*** Source data ***

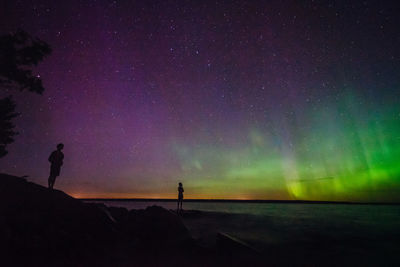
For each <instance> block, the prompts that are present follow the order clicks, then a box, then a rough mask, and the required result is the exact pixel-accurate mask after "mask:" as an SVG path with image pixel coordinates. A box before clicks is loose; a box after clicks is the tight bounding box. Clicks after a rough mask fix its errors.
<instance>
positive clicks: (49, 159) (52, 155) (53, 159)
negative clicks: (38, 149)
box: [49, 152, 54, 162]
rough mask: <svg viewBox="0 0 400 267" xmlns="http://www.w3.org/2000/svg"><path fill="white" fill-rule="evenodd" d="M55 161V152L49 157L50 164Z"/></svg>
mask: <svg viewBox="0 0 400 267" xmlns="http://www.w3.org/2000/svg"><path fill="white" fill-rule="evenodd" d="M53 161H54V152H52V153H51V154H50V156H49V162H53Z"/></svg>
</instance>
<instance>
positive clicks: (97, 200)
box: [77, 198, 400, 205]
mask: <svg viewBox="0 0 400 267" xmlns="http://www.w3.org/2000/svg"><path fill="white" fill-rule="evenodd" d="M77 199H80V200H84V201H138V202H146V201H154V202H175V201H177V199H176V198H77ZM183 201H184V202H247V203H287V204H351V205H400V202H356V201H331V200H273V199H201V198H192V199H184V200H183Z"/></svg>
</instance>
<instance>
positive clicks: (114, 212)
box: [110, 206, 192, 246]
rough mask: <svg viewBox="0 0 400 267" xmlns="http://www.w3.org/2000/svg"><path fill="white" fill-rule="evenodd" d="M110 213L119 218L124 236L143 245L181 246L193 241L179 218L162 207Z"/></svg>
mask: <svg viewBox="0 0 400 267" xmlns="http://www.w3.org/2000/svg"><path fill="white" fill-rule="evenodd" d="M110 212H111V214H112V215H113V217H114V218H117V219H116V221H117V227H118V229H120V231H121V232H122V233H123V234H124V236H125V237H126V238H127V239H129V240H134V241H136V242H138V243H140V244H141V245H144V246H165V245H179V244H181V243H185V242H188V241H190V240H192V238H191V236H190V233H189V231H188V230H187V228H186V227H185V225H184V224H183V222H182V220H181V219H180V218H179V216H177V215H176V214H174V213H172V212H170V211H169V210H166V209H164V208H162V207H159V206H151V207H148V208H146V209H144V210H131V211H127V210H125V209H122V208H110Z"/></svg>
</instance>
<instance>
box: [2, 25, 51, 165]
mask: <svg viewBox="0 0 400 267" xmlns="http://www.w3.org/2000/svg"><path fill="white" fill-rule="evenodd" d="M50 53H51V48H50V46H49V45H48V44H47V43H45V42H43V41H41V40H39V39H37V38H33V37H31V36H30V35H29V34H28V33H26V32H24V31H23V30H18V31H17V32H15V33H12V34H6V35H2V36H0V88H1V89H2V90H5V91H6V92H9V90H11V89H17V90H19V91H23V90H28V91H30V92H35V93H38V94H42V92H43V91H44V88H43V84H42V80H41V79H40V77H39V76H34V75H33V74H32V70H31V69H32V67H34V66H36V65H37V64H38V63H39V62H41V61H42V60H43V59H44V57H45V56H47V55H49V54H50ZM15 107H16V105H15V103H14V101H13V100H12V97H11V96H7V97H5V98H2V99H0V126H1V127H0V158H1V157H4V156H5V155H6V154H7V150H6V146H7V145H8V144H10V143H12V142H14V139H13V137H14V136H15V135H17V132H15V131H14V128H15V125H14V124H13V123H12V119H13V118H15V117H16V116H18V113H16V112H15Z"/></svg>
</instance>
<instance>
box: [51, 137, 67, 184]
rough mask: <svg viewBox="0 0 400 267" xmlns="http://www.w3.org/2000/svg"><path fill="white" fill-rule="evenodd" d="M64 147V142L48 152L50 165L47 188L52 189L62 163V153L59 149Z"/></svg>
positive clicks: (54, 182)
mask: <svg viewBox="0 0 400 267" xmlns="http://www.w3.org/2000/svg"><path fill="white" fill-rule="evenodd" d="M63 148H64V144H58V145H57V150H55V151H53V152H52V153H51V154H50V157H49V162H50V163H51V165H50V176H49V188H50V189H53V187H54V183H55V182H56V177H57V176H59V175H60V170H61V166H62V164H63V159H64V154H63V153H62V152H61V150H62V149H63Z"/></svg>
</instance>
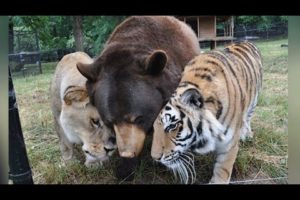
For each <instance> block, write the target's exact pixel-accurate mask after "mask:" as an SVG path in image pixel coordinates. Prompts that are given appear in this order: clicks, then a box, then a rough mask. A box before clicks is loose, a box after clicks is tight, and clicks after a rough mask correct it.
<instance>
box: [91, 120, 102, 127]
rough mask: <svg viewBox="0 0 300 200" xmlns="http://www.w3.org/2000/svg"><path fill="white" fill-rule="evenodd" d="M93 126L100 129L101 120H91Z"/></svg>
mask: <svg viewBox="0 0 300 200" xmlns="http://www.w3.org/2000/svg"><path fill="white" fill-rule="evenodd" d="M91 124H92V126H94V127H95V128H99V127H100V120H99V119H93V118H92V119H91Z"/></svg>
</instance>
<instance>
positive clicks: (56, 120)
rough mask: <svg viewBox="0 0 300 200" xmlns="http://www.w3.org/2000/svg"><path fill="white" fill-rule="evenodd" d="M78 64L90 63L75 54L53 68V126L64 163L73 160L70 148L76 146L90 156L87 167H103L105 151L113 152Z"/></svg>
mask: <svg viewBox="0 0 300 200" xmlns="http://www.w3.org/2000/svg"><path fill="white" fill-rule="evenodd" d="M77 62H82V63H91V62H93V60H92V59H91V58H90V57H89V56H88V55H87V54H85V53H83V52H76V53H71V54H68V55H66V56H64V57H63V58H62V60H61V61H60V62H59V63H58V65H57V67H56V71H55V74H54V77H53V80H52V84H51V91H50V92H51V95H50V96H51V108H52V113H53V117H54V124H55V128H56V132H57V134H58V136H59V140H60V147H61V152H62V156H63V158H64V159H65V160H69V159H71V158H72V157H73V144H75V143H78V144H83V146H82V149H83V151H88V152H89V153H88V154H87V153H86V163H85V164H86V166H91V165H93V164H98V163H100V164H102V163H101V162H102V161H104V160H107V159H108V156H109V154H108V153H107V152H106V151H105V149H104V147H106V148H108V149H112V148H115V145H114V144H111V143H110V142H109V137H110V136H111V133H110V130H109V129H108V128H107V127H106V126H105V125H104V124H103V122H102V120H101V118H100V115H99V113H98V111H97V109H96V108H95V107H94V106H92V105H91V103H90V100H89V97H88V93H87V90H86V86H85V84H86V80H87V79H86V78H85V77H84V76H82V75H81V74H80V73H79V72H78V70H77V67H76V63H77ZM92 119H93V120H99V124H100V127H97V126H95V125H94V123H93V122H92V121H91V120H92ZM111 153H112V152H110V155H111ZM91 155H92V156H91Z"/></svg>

***

In the entries above, find every line with the word "order" and list it.

= Solution =
For each <instance> block, the prompts that are present follow the order clicks, then a box, then a rough mask, and the required result is the exact pixel-accurate mask after "mask:" as an SVG path with image pixel coordinates. A box before clicks is loose; a box after clicks is the tight bounding box. Clicks after a rough mask fix its errors.
For each <instance> block, write the target's exact pixel-accurate mask after "mask:" as an SVG path in image pixel coordinates. Prompts that are given appear in this order: clicks, then a box, then a rough mask. A box before clicks is loose, a box after clicks is tight, and clicks after a rough mask correct it.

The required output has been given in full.